## Problem
Copy the entire listing below line for line, omitting the pictures.

## Raw data
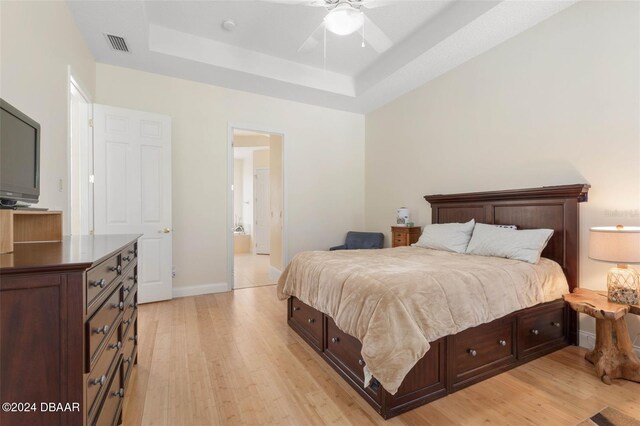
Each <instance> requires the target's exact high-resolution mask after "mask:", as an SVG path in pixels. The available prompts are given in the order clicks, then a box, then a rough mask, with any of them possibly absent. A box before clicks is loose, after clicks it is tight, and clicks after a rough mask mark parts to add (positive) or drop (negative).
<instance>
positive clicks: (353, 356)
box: [325, 317, 364, 381]
mask: <svg viewBox="0 0 640 426" xmlns="http://www.w3.org/2000/svg"><path fill="white" fill-rule="evenodd" d="M361 351H362V344H361V343H360V341H359V340H358V339H356V338H355V337H353V336H350V335H348V334H347V333H345V332H343V331H342V330H340V329H339V328H338V326H337V325H336V323H335V322H334V321H333V319H331V318H329V317H327V342H326V345H325V353H326V354H327V355H329V354H331V357H332V358H334V360H336V361H338V362H340V363H341V364H342V366H343V367H344V368H346V369H348V370H349V372H350V373H351V374H352V375H354V376H355V377H357V378H358V379H360V381H364V370H363V369H364V360H363V359H362V358H361V357H360V352H361Z"/></svg>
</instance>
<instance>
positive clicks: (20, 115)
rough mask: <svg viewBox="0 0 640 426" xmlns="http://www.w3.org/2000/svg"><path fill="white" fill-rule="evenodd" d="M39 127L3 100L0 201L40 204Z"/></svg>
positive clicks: (0, 117)
mask: <svg viewBox="0 0 640 426" xmlns="http://www.w3.org/2000/svg"><path fill="white" fill-rule="evenodd" d="M39 166H40V125H39V124H38V123H36V122H35V121H34V120H32V119H31V118H29V117H28V116H27V115H25V114H23V113H22V112H20V111H18V110H17V109H16V108H14V107H13V106H11V105H10V104H8V103H7V102H5V101H3V100H1V99H0V199H1V200H2V203H3V204H4V205H11V204H13V203H14V202H15V201H26V202H32V203H34V202H38V197H39V195H40V171H39V168H40V167H39Z"/></svg>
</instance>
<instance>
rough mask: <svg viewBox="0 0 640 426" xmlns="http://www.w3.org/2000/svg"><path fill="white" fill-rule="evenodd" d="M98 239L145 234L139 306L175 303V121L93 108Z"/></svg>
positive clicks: (141, 256) (143, 239) (139, 251)
mask: <svg viewBox="0 0 640 426" xmlns="http://www.w3.org/2000/svg"><path fill="white" fill-rule="evenodd" d="M93 111H94V129H93V132H94V174H95V184H94V221H95V225H94V227H95V233H96V234H142V237H141V238H140V240H139V241H138V301H139V302H140V303H145V302H155V301H158V300H167V299H171V294H172V287H171V268H172V266H171V265H172V254H171V231H172V230H171V118H170V117H167V116H164V115H159V114H151V113H147V112H142V111H133V110H128V109H123V108H115V107H111V106H106V105H94V110H93Z"/></svg>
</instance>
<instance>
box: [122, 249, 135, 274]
mask: <svg viewBox="0 0 640 426" xmlns="http://www.w3.org/2000/svg"><path fill="white" fill-rule="evenodd" d="M137 247H138V244H137V243H134V244H131V245H130V246H128V247H127V248H125V249H124V250H122V251H121V252H120V265H121V266H122V270H123V271H124V270H126V269H127V266H129V265H130V264H131V263H132V262H133V261H134V260H136V258H137V257H138V249H137Z"/></svg>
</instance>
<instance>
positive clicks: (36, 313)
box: [0, 235, 139, 425]
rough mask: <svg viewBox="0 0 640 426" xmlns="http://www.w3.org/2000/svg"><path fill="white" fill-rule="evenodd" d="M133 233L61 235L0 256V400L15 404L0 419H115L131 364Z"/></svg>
mask: <svg viewBox="0 0 640 426" xmlns="http://www.w3.org/2000/svg"><path fill="white" fill-rule="evenodd" d="M138 237H139V235H96V236H78V237H64V238H63V241H62V242H57V243H25V244H16V245H15V249H14V252H13V253H9V254H3V255H0V377H1V378H2V380H1V381H0V396H1V399H2V401H0V402H2V403H10V404H11V403H15V405H14V406H13V407H9V411H5V410H4V409H3V410H2V411H0V424H3V425H23V424H25V425H26V424H30V425H44V424H46V425H93V424H97V425H114V424H120V423H122V419H121V411H122V398H123V397H124V394H125V392H126V385H127V381H128V379H129V376H130V375H131V372H132V368H133V365H134V364H136V363H137V344H138V325H137V308H138V304H137V273H138V266H137V263H138V262H137V258H138V243H137V239H138ZM3 408H5V407H4V406H3Z"/></svg>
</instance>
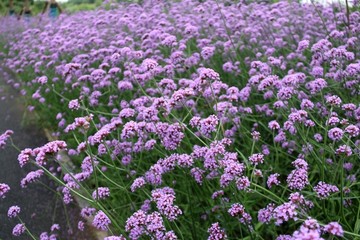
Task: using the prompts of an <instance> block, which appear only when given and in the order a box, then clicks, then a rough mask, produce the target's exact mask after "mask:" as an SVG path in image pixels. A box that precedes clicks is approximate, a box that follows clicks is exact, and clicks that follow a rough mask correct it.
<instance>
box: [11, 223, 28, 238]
mask: <svg viewBox="0 0 360 240" xmlns="http://www.w3.org/2000/svg"><path fill="white" fill-rule="evenodd" d="M25 230H26V228H25V225H24V224H22V223H18V224H16V226H15V227H14V228H13V232H12V234H13V235H14V236H16V237H18V236H20V235H21V234H23V233H24V232H25Z"/></svg>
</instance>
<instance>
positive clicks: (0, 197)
mask: <svg viewBox="0 0 360 240" xmlns="http://www.w3.org/2000/svg"><path fill="white" fill-rule="evenodd" d="M8 191H10V187H9V185H7V184H6V183H0V198H5V194H6V193H7V192H8Z"/></svg>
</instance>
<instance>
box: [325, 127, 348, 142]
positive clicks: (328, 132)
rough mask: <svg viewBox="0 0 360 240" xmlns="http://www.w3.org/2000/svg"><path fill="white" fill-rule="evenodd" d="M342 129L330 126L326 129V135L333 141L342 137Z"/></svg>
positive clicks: (334, 140) (343, 133) (340, 139)
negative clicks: (330, 128) (331, 127)
mask: <svg viewBox="0 0 360 240" xmlns="http://www.w3.org/2000/svg"><path fill="white" fill-rule="evenodd" d="M343 135H344V131H343V130H342V129H340V128H332V129H330V130H329V131H328V136H329V138H330V139H331V140H333V141H339V140H341V139H342V137H343Z"/></svg>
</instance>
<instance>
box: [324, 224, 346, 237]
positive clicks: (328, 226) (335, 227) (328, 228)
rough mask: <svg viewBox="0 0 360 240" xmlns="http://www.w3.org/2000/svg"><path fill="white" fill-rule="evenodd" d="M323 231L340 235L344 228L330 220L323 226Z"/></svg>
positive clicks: (341, 233)
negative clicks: (342, 227)
mask: <svg viewBox="0 0 360 240" xmlns="http://www.w3.org/2000/svg"><path fill="white" fill-rule="evenodd" d="M324 231H325V232H328V233H329V234H331V235H334V236H338V237H342V236H343V235H344V230H343V228H342V227H341V225H340V224H339V223H338V222H331V223H328V224H326V225H325V226H324Z"/></svg>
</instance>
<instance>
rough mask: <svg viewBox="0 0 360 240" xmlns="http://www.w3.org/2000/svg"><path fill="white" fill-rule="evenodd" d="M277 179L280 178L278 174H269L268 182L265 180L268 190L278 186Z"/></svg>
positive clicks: (277, 181)
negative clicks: (266, 184)
mask: <svg viewBox="0 0 360 240" xmlns="http://www.w3.org/2000/svg"><path fill="white" fill-rule="evenodd" d="M278 177H280V174H278V173H274V174H271V175H270V176H269V177H268V180H267V186H268V188H271V187H272V186H274V185H279V184H280V180H279V179H278Z"/></svg>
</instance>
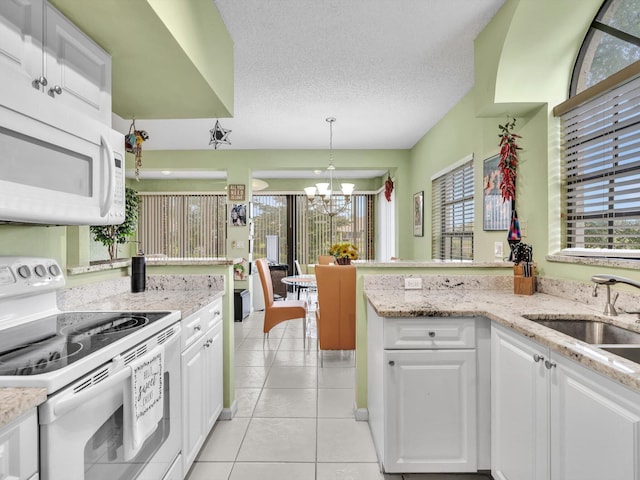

## Task answer
Each <instance> requires the target's exact high-resolution mask after "mask:", as an SVG path in pixels. The available prompts are given in the order clicks, then a box, then a rough mask, with any of them possibly absent. A box before clicks is loose, after clicks it is tight, and clicks after a rough mask mark parts to add (positive) or drop (negative).
<instance>
positive clicks: (353, 356)
box: [325, 317, 364, 381]
mask: <svg viewBox="0 0 640 426" xmlns="http://www.w3.org/2000/svg"><path fill="white" fill-rule="evenodd" d="M361 351H362V344H361V343H360V341H359V340H358V339H356V338H355V337H353V336H350V335H348V334H347V333H345V332H343V331H342V330H340V329H339V328H338V326H337V325H336V323H335V322H334V321H333V319H331V318H329V317H327V342H326V345H325V353H326V354H327V355H329V354H331V357H332V358H334V360H336V361H338V362H340V363H341V364H342V366H343V367H344V368H346V369H348V370H349V372H350V373H351V374H352V375H354V376H355V377H357V378H358V379H360V381H364V370H363V369H364V360H363V359H362V358H361V357H360V352H361Z"/></svg>
</instance>
<instance>
positive clicks: (20, 115)
rough mask: <svg viewBox="0 0 640 426" xmlns="http://www.w3.org/2000/svg"><path fill="white" fill-rule="evenodd" d="M39 127L3 100L0 201L40 204Z"/></svg>
positive clicks: (0, 117)
mask: <svg viewBox="0 0 640 426" xmlns="http://www.w3.org/2000/svg"><path fill="white" fill-rule="evenodd" d="M39 166H40V125H39V124H38V123H36V122H35V121H34V120H32V119H31V118H29V117H28V116H27V115H25V114H23V113H22V112H20V111H18V110H17V109H16V108H14V107H13V106H11V105H10V104H8V103H7V102H5V101H3V100H1V99H0V199H1V200H2V203H3V204H4V205H11V204H13V203H14V202H15V201H26V202H32V203H34V202H38V197H39V195H40V171H39V168H40V167H39Z"/></svg>
</instance>
<instance>
rough mask: <svg viewBox="0 0 640 426" xmlns="http://www.w3.org/2000/svg"><path fill="white" fill-rule="evenodd" d="M98 239L145 234L139 306L175 303V121L93 108Z"/></svg>
positive clicks: (141, 256) (143, 239) (139, 251)
mask: <svg viewBox="0 0 640 426" xmlns="http://www.w3.org/2000/svg"><path fill="white" fill-rule="evenodd" d="M93 111H94V129H93V132H94V174H95V184H94V221H95V225H94V227H95V233H96V234H142V237H141V238H140V240H139V241H138V301H139V302H140V303H145V302H155V301H158V300H167V299H171V294H172V287H171V268H172V266H171V265H172V254H171V231H172V230H171V118H170V117H167V116H164V115H159V114H151V113H147V112H142V111H133V110H128V109H123V108H115V107H111V106H106V105H94V110H93Z"/></svg>
</instance>
<instance>
box: [122, 249, 135, 274]
mask: <svg viewBox="0 0 640 426" xmlns="http://www.w3.org/2000/svg"><path fill="white" fill-rule="evenodd" d="M137 247H138V244H137V243H134V244H131V245H130V246H128V247H127V248H125V249H124V250H122V251H121V252H120V265H121V266H122V270H123V271H124V270H126V269H127V266H129V265H130V264H131V263H132V262H133V261H134V260H136V258H137V257H138V249H137Z"/></svg>
</instance>
<instance>
positive clicks: (36, 313)
box: [0, 235, 139, 425]
rough mask: <svg viewBox="0 0 640 426" xmlns="http://www.w3.org/2000/svg"><path fill="white" fill-rule="evenodd" d="M133 233L61 235L0 256V400L15 404L0 419H115L131 364Z"/></svg>
mask: <svg viewBox="0 0 640 426" xmlns="http://www.w3.org/2000/svg"><path fill="white" fill-rule="evenodd" d="M138 237H139V235H96V236H78V237H64V238H63V241H62V242H57V243H25V244H16V245H15V249H14V252H13V253H9V254H3V255H0V377H1V378H2V380H1V381H0V396H1V399H2V401H0V402H2V403H10V404H11V403H15V405H14V406H13V407H9V411H5V410H4V409H3V410H2V411H0V424H3V425H23V424H25V425H26V424H30V425H44V424H46V425H93V424H97V425H114V424H120V423H122V419H121V411H122V398H123V397H124V394H125V392H126V385H127V381H128V379H129V376H130V375H131V372H132V368H133V365H134V364H136V363H137V344H138V325H137V308H138V304H137V273H138V266H137V263H138V262H137V258H138V243H137V239H138ZM3 408H5V407H4V406H3Z"/></svg>
</instance>
Task: using the prompts of an <instance> block, which appear only when given and in the order a box, then clicks, then a rough mask, produce the target's exact mask after "mask:" as an SVG path in image pixels. A box that precedes clicks is approximate, a box that follows clicks is exact, and clicks that follow a rough mask correct it.
<instance>
box: [11, 223, 28, 238]
mask: <svg viewBox="0 0 360 240" xmlns="http://www.w3.org/2000/svg"><path fill="white" fill-rule="evenodd" d="M25 230H26V228H25V225H24V224H22V223H18V224H16V226H15V227H14V228H13V232H12V234H13V235H14V236H16V237H18V236H20V235H21V234H23V233H24V232H25Z"/></svg>
</instance>
<instance>
positive clicks: (0, 197)
mask: <svg viewBox="0 0 360 240" xmlns="http://www.w3.org/2000/svg"><path fill="white" fill-rule="evenodd" d="M8 191H10V187H9V185H7V184H6V183H0V198H5V194H6V193H7V192H8Z"/></svg>
</instance>
<instance>
box: [325, 127, 348, 142]
positive clicks: (328, 132)
rough mask: <svg viewBox="0 0 360 240" xmlns="http://www.w3.org/2000/svg"><path fill="white" fill-rule="evenodd" d="M342 129L330 126L326 129V135L333 141L342 137Z"/></svg>
positive clicks: (334, 140) (343, 133) (340, 139)
negative clicks: (330, 128) (331, 127)
mask: <svg viewBox="0 0 360 240" xmlns="http://www.w3.org/2000/svg"><path fill="white" fill-rule="evenodd" d="M343 135H344V131H343V130H342V129H340V128H332V129H330V130H329V131H328V136H329V138H330V139H331V140H333V141H339V140H341V139H342V137H343Z"/></svg>
</instance>
<instance>
box: [324, 224, 346, 237]
positive clicks: (328, 226) (335, 227) (328, 228)
rough mask: <svg viewBox="0 0 360 240" xmlns="http://www.w3.org/2000/svg"><path fill="white" fill-rule="evenodd" d="M323 231L340 235L344 228L330 220L323 226Z"/></svg>
positive clicks: (341, 233)
negative clicks: (342, 227)
mask: <svg viewBox="0 0 360 240" xmlns="http://www.w3.org/2000/svg"><path fill="white" fill-rule="evenodd" d="M324 231H325V232H328V233H329V234H331V235H334V236H338V237H342V236H343V235H344V230H343V228H342V227H341V225H340V224H339V223H338V222H331V223H328V224H326V225H325V226H324Z"/></svg>
</instance>
<instance>
rough mask: <svg viewBox="0 0 360 240" xmlns="http://www.w3.org/2000/svg"><path fill="white" fill-rule="evenodd" d="M277 179L280 178L278 174H269L268 182L265 180L268 190L278 186Z"/></svg>
positive clicks: (277, 181)
negative clicks: (266, 184)
mask: <svg viewBox="0 0 360 240" xmlns="http://www.w3.org/2000/svg"><path fill="white" fill-rule="evenodd" d="M278 177H280V174H278V173H274V174H271V175H270V176H269V177H268V180H267V186H268V188H271V187H272V186H274V185H279V184H280V180H279V179H278Z"/></svg>
</instance>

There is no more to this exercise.